>> Start Text passage
So, my question is: Why were the detainees tortured? What possessed any CIA agent or contractor to abuse, torture, and threaten these people over and over again? We have heard from experts all over the world that torture doesn’t give up reliable information. If I were being tortured, I’d confess to global warming, Lincoln’s assassination, and being Glenn Beck’s mistress. (Pardon me while I vomit.)
If homicide investigators all over our country can get reluctant witnesses to provide clues, and even more reluctant suspects to sing like canaries—why is it that any government official thought it was a good idea to torture alleged terrorist suspects? On the one hand, you have a group of elite cops who solve crimes with their brains. On the other hand, you have agents and government officials who solve nothing by beating, sexually abusing, waterboarding, and killing those from whom they hope to extract useful information in order for our country to battle future terrorism. Any claims I hear that the CIA got some useful data from using these methods are lies. Pure, unadulterated fiction. Imagine—the CIA spreading disinformation. I know. Shocking, isn’t it?
Next time our leaders feel like trying to get to the bottom of a crime, they should consider calling in some homicide investigators, who not only know the law, but work within the law and catch their quarry. If this makes sense, how about a big "10-4"?
>> End Text passage
>> Start Recorded data
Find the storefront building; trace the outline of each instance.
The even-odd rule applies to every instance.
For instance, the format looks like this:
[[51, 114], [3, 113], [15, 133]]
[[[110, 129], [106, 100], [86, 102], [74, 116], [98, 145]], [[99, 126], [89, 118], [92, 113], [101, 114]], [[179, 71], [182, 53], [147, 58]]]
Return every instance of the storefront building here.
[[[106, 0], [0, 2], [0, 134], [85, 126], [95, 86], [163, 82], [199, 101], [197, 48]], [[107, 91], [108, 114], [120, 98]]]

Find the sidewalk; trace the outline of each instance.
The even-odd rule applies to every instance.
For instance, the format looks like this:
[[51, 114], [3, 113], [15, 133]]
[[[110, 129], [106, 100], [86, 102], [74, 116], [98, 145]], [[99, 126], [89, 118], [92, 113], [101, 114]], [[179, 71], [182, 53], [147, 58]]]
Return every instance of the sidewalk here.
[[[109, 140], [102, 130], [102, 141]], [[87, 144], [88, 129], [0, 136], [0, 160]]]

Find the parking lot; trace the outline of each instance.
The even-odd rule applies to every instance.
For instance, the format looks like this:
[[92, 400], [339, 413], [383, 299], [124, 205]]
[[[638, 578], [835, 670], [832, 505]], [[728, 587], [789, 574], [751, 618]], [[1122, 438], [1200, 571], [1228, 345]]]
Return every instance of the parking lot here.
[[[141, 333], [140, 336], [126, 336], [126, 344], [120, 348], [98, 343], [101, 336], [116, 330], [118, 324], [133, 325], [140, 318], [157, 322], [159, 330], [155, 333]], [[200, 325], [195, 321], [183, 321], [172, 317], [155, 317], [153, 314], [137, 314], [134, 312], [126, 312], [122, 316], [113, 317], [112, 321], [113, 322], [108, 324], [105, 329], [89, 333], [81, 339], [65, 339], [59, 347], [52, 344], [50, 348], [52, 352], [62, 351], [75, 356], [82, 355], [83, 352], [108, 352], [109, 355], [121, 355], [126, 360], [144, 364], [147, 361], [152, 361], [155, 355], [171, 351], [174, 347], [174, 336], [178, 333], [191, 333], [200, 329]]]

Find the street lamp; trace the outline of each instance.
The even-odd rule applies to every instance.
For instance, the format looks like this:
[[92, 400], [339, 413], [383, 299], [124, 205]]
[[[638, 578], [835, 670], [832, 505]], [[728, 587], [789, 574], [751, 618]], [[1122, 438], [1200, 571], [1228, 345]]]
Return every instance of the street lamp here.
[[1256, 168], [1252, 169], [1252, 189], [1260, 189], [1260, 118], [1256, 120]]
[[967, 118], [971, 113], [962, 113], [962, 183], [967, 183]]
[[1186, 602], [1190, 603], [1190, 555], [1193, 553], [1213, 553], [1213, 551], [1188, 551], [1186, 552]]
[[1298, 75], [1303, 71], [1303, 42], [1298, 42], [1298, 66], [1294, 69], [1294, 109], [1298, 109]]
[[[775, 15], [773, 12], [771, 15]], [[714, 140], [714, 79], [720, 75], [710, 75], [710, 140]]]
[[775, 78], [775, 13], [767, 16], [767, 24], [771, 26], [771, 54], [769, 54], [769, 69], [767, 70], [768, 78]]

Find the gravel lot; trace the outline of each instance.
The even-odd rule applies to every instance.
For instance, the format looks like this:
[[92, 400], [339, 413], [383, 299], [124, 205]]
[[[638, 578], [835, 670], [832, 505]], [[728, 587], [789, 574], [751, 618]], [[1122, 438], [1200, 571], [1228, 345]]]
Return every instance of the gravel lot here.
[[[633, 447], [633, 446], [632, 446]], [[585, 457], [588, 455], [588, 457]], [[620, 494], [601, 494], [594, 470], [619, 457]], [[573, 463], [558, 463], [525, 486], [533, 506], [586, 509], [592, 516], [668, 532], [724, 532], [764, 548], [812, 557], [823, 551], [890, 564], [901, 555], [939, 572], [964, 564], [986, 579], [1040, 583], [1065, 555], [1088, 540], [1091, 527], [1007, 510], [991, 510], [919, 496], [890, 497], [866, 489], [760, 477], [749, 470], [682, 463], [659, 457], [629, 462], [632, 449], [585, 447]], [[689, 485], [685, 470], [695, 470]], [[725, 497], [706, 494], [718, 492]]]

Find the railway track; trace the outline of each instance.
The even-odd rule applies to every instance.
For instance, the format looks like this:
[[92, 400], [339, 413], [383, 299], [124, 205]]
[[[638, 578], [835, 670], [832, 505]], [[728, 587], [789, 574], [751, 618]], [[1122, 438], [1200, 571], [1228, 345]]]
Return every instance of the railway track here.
>> End Recorded data
Written request 1
Reproduce the stretch of the commentary on CIA torture from "So, my question" through "while I vomit.)" word for word.
Written request 2
Write what comes next in the commentary on CIA torture and homicide investigators, picking up after its final sentence.

Written reply 1
So, my question is: Why were the detainees tortured? What possessed any CIA agent or contractor to abuse, torture, and threaten these people over and over again? We have heard from experts all over the world that torture doesn’t give up reliable information. If I were being tortured, I’d confess to global warming, Lincoln’s assassination, and being Glenn Beck’s mistress. (Pardon me while I vomit.)

Written reply 2
4 Comments







thank you – that is an excellent point
10-4
very good, recommended.
Great post, Jan!
and Roger That!
The answer to your question is implied in your analysis: since torture cannot produce information and humane interrogation can, gathering information cannot be the reason for torture.
The revelations of the last few days clearly show that the Bush-Cheyney gang was interested in SERE’s Chinese and North Korean torture techniques because these techniques might be capable of brainwashing a suspect into making false admissions. They wanted their prisoners to confess a link between Iraq and 9/11 and to say that Saddam was giving Al Qaida nuclear weapons. These stage-managed pseudo-confessions would then have been used to support the invasion of Iraq and the expansion of executive power.
As it happens, the brainwashing seems not to have worked as planned. But Bush and Cheyey did not need it either.